• [Extract]
========================

Car 54, Where Are You? is an American sitcom that aired on NBC from September 1961 to April 1963. Filmed in black and white, the series starred Joe E. Ross as Gunther Toody and Fred Gwynne as Francis Muldoon, two mismatched New York City police officers who patrol the fictional 53rd precinct in The Bronx. Car 54 was their patrol car. 

The series had a rotating group of directors, including Al De Caprio, Stanley Prager, and series creator Nat Hiken. Filming was done both on location and at Biograph Studios in the Bronx.

Synopsis
The series follows the adventures of New York City Police Department officers Gunther Toody (badge #1432) (Joe E. Ross) and Francis Muldoon (badge #723 and #1987 in early episodes) (Fred Gwynne), assigned to Patrol Car 54. Toody is short, stocky, nosy, and not very bright, and he lives with his loud, domineering wife Lucille (Beatrice Pons). College-educated Muldoon is very tall, quiet, and more intellectual. A shy bachelor, he lives with his mother and two younger sisters. He is reluctant to get married.

========================

• [Task set]
1. From the Car 54 passage, output the text between "Car 54, Where" and "Studios in the Bronx.", inclusive, without changing a word.
2. According to the Car 54 passage, where was the series filmed?

========================

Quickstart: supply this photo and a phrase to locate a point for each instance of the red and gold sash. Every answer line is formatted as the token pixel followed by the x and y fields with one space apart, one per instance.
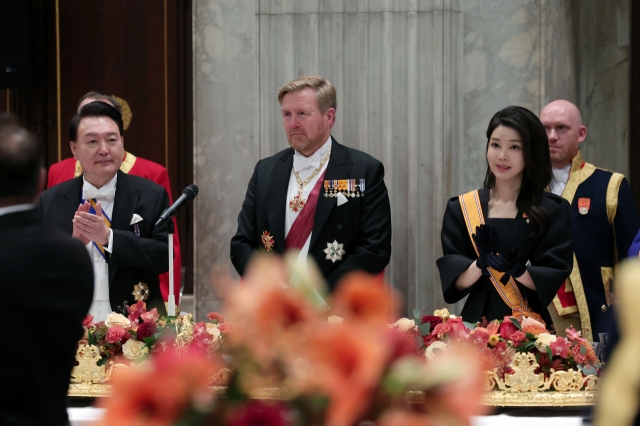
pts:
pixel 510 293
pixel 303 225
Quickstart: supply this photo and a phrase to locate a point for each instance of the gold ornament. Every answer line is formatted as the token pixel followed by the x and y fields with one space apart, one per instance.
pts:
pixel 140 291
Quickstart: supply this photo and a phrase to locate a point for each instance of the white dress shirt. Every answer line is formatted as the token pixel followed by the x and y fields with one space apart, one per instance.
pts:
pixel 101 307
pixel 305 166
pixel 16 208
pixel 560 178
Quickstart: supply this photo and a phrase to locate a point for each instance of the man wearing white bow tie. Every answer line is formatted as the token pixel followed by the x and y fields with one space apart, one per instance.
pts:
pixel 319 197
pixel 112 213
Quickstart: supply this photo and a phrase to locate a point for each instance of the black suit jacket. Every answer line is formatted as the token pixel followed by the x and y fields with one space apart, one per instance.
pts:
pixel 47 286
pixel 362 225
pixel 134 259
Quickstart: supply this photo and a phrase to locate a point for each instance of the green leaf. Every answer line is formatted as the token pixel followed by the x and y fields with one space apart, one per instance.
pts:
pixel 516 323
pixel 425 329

========================

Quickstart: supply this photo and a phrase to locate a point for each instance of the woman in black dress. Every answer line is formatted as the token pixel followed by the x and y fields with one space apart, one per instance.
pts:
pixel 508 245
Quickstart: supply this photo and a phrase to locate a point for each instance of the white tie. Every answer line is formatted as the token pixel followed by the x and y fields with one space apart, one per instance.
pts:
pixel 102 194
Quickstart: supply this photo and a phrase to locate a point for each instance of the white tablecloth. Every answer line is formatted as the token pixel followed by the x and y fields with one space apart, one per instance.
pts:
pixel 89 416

========================

• [Solutions to each task]
1.
Car 54, Where Are You? is an American sitcom that aired on NBC from September 1961 to April 1963. Filmed in black and white, the series starred Joe E. Ross as Gunther Toody and Fred Gwynne as Francis Muldoon, two mismatched New York City police officers who patrol the fictional 53rd precinct in The Bronx. Car 54 was their patrol car. 

The series had a rotating group of directors, including Al De Caprio, Stanley Prager, and series creator Nat Hiken. Filming was done both on location and at Biograph Studios in the Bronx.

2. It was filmed both on location and at Biograph Studios in the Bronx.